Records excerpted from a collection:

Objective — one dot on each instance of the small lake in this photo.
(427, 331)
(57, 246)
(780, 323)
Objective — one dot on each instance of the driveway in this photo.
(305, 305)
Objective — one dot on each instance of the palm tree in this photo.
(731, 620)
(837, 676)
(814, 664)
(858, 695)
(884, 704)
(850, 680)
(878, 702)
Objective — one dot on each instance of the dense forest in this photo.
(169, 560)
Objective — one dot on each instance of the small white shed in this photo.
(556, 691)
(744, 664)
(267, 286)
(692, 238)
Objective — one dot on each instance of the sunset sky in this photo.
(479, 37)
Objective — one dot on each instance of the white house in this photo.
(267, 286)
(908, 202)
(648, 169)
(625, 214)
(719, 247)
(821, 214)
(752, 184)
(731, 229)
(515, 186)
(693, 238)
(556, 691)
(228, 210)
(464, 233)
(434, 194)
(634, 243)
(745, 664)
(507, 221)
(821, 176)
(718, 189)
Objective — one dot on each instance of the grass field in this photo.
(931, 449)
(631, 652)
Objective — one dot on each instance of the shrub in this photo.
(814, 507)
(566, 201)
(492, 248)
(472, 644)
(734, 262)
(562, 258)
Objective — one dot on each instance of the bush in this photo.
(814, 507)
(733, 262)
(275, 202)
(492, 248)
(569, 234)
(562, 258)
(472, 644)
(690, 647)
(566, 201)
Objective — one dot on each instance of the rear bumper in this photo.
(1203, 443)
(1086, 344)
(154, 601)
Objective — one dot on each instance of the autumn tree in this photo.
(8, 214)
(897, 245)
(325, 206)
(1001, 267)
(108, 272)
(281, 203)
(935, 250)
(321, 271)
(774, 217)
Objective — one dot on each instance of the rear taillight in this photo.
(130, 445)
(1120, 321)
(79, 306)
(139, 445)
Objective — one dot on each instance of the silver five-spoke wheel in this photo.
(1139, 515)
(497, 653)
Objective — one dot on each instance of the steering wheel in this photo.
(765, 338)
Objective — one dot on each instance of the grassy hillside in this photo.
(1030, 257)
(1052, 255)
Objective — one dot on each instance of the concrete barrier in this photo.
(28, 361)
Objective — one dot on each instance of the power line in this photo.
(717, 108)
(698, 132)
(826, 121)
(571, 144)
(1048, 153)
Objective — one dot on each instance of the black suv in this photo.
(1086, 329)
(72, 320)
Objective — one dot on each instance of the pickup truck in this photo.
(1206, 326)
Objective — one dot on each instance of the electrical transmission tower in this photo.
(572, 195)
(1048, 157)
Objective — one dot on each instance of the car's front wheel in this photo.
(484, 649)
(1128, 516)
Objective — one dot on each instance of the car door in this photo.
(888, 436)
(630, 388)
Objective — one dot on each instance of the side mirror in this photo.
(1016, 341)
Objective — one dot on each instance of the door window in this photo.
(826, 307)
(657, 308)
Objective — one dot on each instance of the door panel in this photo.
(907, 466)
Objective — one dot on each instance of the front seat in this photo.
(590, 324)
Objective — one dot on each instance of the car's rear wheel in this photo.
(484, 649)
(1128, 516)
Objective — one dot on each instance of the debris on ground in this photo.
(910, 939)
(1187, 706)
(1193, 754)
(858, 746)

*To do*: Repeat the records above exactly, from the first line to the last.

*Answer to this problem*:
Objective — one dot on each instance of the small lake in this photo.
(427, 331)
(57, 246)
(780, 323)
Objective — one dot on each instance of the driveway in this photo.
(305, 305)
Objective — one dot on each instance of the palm tree in this photo.
(731, 620)
(837, 676)
(814, 664)
(858, 695)
(884, 704)
(850, 680)
(878, 702)
Objective — one dot on each instance of the dense forest in this photo.
(169, 560)
Objective — one dot on each instance of the small white shed in this photo.
(556, 691)
(744, 664)
(267, 286)
(692, 238)
Objective — one dot on each instance of the sunset sky in this photo.
(479, 37)
Objective — one dot on each instance of the white house in this photo.
(267, 286)
(908, 202)
(648, 169)
(625, 214)
(719, 247)
(821, 214)
(752, 184)
(731, 229)
(515, 186)
(693, 238)
(556, 691)
(228, 210)
(464, 233)
(434, 194)
(634, 243)
(745, 664)
(507, 221)
(821, 176)
(718, 189)
Objective — one dot on each instance of the grass field in this photo.
(931, 449)
(631, 652)
Objective — one dot on each instance of the shrub in this photo.
(814, 507)
(566, 201)
(492, 248)
(472, 644)
(734, 262)
(562, 258)
Objective — one dot on each instance of the bush in this photo.
(814, 507)
(733, 262)
(275, 202)
(492, 248)
(569, 234)
(562, 258)
(472, 644)
(690, 647)
(566, 201)
Objective — one dot on each instance of the rear bumper in this photo.
(1203, 443)
(1086, 344)
(154, 601)
Objective — one dot on each instance of the autumn tree in this photo.
(8, 214)
(897, 245)
(325, 206)
(1001, 267)
(108, 272)
(281, 203)
(935, 250)
(321, 271)
(774, 217)
Objective — one dot on each instance of the rear taillight in this photo.
(130, 445)
(1120, 321)
(79, 306)
(139, 445)
Objective — one dot on each instance of the silver five-spoke wheel in this photo.
(1139, 515)
(497, 653)
Objective — one dot on each instance of the steering wheel in this photo.
(765, 338)
Objective — one dot on each instance of the grassy hillside in this photo.
(1030, 257)
(1052, 255)
Objective — one dot on each instance of the concrete barrier in this photo.
(28, 361)
Objective — one dot on each instance of the power line in this photo.
(717, 108)
(698, 132)
(826, 121)
(571, 144)
(1048, 153)
Objective — one dot on each instance of the black suv in this photo.
(1086, 329)
(72, 320)
Objective — one dot on each instance of the pickup truck in this photo.
(1206, 326)
Objective — one dot on each instance of the electrical transmission tower in this photo.
(572, 195)
(1048, 157)
Objective — one dot on each instance of the car's front wheel in this photo.
(484, 649)
(1128, 516)
Objective — one dot on each instance of the car door in this photo.
(888, 436)
(630, 388)
Objective — one dot on each instance of the side mirror in this photo.
(1016, 341)
Objective — one dot on each instance of the door window in this photo.
(826, 307)
(657, 308)
Objective — one dot on each instance of the door panel in this photo.
(907, 466)
Objective — one dot on each instance of the front seat in this photo.
(590, 324)
Objective — one dot on each instance of the car's rear wheel in this photo.
(484, 649)
(1128, 516)
Objective — one dot on each instance of the debris on ground in this photo.
(910, 939)
(1187, 706)
(1193, 754)
(858, 746)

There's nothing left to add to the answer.